» **Supplied passage**:
↓↓↓

A husband who is abusive to his better-half has failed in his own God-ordained roles to provide, protect and love his wife as Christ loved the Church (and was willing to die for Her), and the wife has every right to protect herself and her children from such a man, until such time that he has regained full control of himself and his faculties:
Wedding Day - Apr 17, 2004
Husband as:
          PROVIDER  
"Anyone who does not provide for their relatives, and especially for their own household, has denied the faith and is worse than an unbeliever” (1 Timothy 5:8).
          PROTECTOR
“Husbands, love your wives and do not be harsh with them” (Colossians 3:19). 
         “Husbands, in the same way be considerate as you live with your wives, and treat them with respect as the weaker partner and as heirs with you of the gracious gift of life, so that nothing will hinder your prayers” (1 Peter 3:7). 

LOVER 
25 Husbands, love your wives, just as Christ loved the church and gave himself up for her 26 to make her holy, cleansing[a] her by the washing with water through the word,27 and to present her to himself as a radiant church, without stain or wrinkle or any other blemish, but holy and blameless. 28 In this same way, husbands ought to love their wives as their own bodies. He who loves his wife loves himself. 29 After all, no one ever hated their own body, but they feed and care for their body, just as Christ does the church— 30 for we are members of his body.  (Ephesians 5:25-30)

↑↑↑

» **Given problem**:
Continue the passage on a husband's roles, starting right after its last sentence.

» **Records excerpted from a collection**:

↓↓↓

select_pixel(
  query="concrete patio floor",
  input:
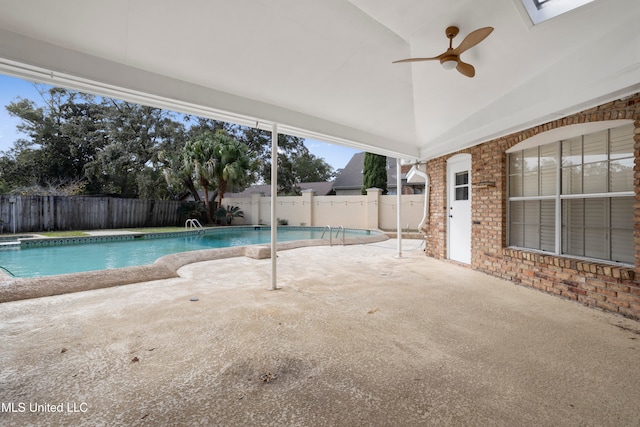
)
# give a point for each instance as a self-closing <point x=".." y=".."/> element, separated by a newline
<point x="354" y="337"/>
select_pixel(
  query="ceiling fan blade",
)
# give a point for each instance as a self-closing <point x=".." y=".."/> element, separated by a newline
<point x="418" y="59"/>
<point x="473" y="39"/>
<point x="466" y="69"/>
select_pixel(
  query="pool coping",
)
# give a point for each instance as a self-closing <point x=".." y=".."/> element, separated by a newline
<point x="165" y="267"/>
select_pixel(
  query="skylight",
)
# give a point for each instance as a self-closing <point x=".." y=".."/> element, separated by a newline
<point x="542" y="10"/>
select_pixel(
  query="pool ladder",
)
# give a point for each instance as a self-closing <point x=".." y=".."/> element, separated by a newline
<point x="193" y="223"/>
<point x="328" y="227"/>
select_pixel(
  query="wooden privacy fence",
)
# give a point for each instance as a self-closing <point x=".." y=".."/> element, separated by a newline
<point x="47" y="213"/>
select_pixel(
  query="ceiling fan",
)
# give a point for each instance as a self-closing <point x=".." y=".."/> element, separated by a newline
<point x="451" y="58"/>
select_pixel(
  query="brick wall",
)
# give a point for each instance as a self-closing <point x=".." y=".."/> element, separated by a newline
<point x="606" y="286"/>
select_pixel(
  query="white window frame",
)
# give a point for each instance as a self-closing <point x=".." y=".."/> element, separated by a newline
<point x="558" y="197"/>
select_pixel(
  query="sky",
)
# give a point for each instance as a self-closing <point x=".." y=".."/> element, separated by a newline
<point x="12" y="88"/>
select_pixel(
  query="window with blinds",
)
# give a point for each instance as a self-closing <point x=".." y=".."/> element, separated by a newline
<point x="575" y="197"/>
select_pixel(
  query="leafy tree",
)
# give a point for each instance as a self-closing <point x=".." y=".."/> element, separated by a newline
<point x="259" y="144"/>
<point x="217" y="160"/>
<point x="198" y="155"/>
<point x="63" y="134"/>
<point x="230" y="164"/>
<point x="374" y="174"/>
<point x="227" y="214"/>
<point x="309" y="168"/>
<point x="127" y="164"/>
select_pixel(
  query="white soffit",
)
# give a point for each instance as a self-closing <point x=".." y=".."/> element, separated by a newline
<point x="323" y="69"/>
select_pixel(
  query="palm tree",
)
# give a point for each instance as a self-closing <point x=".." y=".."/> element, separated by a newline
<point x="232" y="163"/>
<point x="217" y="159"/>
<point x="198" y="153"/>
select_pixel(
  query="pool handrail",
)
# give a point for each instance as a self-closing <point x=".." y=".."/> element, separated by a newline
<point x="193" y="223"/>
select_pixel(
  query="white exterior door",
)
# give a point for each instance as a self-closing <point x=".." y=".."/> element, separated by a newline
<point x="459" y="208"/>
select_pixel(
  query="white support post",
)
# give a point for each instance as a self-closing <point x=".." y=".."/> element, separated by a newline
<point x="399" y="204"/>
<point x="274" y="195"/>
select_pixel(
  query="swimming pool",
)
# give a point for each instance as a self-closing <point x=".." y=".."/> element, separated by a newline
<point x="48" y="257"/>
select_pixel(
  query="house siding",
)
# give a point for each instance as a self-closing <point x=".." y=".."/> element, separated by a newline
<point x="606" y="286"/>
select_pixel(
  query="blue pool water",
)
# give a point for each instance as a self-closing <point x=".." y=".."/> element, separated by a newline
<point x="52" y="260"/>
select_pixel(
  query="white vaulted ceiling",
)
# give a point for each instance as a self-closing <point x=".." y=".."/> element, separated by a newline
<point x="323" y="69"/>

↑↑↑

» **Exercise output**:
Having said that, let me go back to the thing that astounds me most about men and women in these modern times when I talk about biblical submission -- (I was guilty of this too in the past, before the Lord opened up my spiritual eyes to my rebellion and lack of faith in His Sovereignty) people usually bring out the "abuse card".
The abused "abuse card"

If your husband does not make you his punching bag, or verbally beats you down to pieces, or ties you up, or locks you in cages... but is just the "normal" kind of husband who is just not that affectionate by your standards, not that good a provider by your standards, not as macho or protective of you by your standards, but is generally kind and decent, please DO NOT PLAY THE ABUSE CARD. 

If one plays that card just to justify prideful, self-righteous and judgmental behavior, ("He is not very good at decision-making"; "I am better than him at making money."; "He is not very intelligent.", "He is so immature!"; etc.) let's just call a spade a spade, and be forthright in admitting that this is NOT about being concerned about those who are really in very pitiable marital circumstances, as this is about one's OPEN REBELLION against God and His God-ordained authorities over us wives -- our husbands.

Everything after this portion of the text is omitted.